[Bounding box annotation entries]

════════

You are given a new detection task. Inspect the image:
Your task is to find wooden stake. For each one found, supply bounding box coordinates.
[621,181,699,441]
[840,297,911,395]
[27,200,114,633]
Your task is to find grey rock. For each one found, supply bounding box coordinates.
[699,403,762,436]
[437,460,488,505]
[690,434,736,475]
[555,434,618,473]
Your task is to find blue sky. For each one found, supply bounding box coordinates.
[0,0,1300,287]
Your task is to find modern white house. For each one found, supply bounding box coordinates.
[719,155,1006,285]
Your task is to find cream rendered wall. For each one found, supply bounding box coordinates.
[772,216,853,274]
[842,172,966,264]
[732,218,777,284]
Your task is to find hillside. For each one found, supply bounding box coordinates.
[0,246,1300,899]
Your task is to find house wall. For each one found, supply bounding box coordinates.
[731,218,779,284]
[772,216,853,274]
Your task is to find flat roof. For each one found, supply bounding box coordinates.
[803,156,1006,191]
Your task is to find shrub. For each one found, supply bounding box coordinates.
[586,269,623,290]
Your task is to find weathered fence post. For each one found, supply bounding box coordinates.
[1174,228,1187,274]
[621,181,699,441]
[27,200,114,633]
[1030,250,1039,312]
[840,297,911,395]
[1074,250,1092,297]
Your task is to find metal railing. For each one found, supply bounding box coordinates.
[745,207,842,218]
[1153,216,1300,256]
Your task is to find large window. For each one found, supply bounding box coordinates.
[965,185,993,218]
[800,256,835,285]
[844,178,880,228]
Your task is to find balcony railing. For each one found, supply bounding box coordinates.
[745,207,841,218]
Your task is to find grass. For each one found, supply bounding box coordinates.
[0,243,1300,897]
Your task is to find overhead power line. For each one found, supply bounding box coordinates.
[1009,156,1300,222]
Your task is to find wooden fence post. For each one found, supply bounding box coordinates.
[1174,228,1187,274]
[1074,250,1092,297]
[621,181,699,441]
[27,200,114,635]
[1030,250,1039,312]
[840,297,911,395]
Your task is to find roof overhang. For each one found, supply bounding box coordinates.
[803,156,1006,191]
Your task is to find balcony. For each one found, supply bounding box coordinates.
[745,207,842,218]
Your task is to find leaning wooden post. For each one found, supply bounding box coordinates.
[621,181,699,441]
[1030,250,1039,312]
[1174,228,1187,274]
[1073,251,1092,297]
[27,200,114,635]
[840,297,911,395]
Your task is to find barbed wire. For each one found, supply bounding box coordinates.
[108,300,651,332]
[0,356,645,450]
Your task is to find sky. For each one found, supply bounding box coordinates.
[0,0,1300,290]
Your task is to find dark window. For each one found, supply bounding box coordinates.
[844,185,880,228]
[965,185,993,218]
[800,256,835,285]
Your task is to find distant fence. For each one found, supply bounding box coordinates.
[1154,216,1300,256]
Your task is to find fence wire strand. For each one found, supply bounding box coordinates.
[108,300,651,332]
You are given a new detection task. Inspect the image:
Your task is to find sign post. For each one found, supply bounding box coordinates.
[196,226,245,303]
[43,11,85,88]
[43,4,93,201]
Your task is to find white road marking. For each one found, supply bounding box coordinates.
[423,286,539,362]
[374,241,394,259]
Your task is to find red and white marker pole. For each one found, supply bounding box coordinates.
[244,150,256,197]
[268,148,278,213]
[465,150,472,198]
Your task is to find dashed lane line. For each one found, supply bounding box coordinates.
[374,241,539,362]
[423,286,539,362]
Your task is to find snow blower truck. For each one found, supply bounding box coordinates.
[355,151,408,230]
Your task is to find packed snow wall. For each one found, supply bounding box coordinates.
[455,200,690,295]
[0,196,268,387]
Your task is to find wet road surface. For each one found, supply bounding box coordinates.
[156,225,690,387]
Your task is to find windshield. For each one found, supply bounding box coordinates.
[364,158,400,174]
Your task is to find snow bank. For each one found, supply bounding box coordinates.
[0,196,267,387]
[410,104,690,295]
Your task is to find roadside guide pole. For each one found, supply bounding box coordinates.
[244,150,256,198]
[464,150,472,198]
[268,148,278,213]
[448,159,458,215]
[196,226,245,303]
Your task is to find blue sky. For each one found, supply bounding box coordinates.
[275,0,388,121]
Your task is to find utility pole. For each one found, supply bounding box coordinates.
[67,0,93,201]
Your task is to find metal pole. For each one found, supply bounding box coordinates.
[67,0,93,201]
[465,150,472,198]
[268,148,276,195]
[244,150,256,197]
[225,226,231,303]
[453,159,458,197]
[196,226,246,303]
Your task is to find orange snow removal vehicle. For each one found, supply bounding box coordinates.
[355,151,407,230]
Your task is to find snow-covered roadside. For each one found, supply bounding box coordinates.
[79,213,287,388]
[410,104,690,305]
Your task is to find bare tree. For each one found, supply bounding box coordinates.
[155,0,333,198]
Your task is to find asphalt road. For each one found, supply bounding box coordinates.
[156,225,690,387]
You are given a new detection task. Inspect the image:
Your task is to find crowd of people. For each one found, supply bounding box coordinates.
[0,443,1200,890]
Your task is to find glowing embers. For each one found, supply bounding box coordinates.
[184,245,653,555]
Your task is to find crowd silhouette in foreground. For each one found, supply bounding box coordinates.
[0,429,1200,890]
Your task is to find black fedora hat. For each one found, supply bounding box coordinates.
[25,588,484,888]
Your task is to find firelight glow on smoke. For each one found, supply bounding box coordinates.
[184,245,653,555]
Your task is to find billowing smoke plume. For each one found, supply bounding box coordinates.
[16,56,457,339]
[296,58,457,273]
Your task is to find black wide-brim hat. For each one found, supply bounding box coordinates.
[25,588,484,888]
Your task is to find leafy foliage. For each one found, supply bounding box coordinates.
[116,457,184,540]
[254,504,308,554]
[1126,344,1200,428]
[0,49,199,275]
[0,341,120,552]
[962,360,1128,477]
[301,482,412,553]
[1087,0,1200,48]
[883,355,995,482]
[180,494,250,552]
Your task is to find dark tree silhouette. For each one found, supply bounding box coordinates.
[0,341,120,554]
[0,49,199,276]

════════

▸ **What is asked**
Convert the lines from the one containing "Your task is to find leafy" through the end of the entries into a JSON list of strings, one string per line, with blank lines left out.

▸ **Exercise answer**
[
  "Your task is to find leafy foliage. For each one found, supply bounding box coordinates.",
  "[116,457,184,540]",
  "[254,504,308,554]",
  "[1126,344,1200,428]",
  "[0,49,199,275]",
  "[0,341,120,552]",
  "[962,360,1128,477]",
  "[301,482,412,553]",
  "[1087,0,1200,48]",
  "[883,355,995,482]",
  "[180,494,250,552]",
  "Your task is to find dark tree silhouette. For each one found, supply bounding box coordinates.",
  "[0,341,120,554]",
  "[0,49,199,276]"
]